#### Data extracts

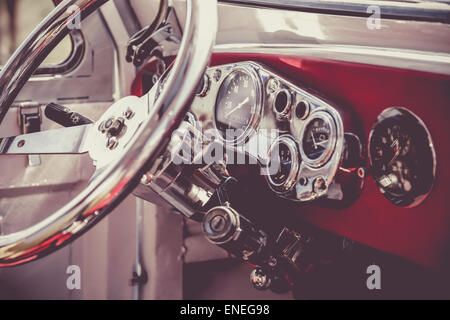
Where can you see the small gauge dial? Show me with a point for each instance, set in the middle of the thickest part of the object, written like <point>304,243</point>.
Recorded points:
<point>284,160</point>
<point>401,156</point>
<point>318,137</point>
<point>238,105</point>
<point>283,164</point>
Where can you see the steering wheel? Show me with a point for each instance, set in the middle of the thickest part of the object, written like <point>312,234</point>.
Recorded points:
<point>123,143</point>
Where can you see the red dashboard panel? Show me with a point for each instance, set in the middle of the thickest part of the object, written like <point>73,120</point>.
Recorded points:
<point>421,234</point>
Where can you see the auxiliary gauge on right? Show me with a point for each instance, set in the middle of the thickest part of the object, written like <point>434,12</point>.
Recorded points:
<point>402,157</point>
<point>318,139</point>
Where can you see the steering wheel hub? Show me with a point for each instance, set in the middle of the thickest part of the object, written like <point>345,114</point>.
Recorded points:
<point>115,129</point>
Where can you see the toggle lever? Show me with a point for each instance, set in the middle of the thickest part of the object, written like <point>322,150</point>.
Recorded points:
<point>64,116</point>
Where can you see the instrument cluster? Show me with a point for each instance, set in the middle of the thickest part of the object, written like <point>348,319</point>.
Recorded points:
<point>299,140</point>
<point>304,135</point>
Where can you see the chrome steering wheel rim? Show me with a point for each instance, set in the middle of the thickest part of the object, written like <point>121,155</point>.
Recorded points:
<point>107,189</point>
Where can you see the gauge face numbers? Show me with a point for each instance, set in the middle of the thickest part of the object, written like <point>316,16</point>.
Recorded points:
<point>318,137</point>
<point>401,158</point>
<point>283,164</point>
<point>237,105</point>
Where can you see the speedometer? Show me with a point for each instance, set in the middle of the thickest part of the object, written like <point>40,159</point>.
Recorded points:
<point>238,105</point>
<point>402,157</point>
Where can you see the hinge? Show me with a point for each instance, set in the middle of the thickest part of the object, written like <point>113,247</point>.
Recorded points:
<point>29,117</point>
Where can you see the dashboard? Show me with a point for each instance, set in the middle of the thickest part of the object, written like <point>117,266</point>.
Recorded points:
<point>295,136</point>
<point>353,144</point>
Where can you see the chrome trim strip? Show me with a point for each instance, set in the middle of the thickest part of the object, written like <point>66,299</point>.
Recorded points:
<point>407,10</point>
<point>391,57</point>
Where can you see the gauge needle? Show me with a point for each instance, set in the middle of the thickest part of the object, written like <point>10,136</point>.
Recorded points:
<point>237,107</point>
<point>314,140</point>
<point>397,151</point>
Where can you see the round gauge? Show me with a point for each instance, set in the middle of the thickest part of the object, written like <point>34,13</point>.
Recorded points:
<point>402,157</point>
<point>283,164</point>
<point>318,139</point>
<point>238,105</point>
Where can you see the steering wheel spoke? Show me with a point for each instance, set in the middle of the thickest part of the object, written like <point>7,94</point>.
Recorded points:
<point>70,140</point>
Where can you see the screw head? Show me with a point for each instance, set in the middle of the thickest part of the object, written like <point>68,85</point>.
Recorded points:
<point>128,114</point>
<point>112,143</point>
<point>108,123</point>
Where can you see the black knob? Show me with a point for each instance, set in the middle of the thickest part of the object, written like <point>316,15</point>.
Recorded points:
<point>64,116</point>
<point>228,229</point>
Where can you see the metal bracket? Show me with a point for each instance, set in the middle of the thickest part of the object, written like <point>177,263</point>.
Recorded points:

########

» Exercise description
Read through the entries above, and wherever a line holds the string "gauge", copy it.

» Output below
Where can you see the small gauge dial? Show me with a point for each instance, set in the middle of the thickest part of the object, written like <point>304,243</point>.
Where can you see the auxiliary gauge on right? Show me with a point for each instance, set in the middle of the thickest part of the object, written like <point>434,12</point>.
Where can you see the gauge face numbers? Show me with a point for each instance, set in the middle of the thickest part of the object, written like <point>316,16</point>.
Where can you see the gauge needle? Show me with a point for each instance, set in the middle of the thickest part of the object, written like <point>10,136</point>.
Where can you see the round gauge? Show me with a point for each instance, set in the middle of the thickest part of the object, written like <point>34,13</point>.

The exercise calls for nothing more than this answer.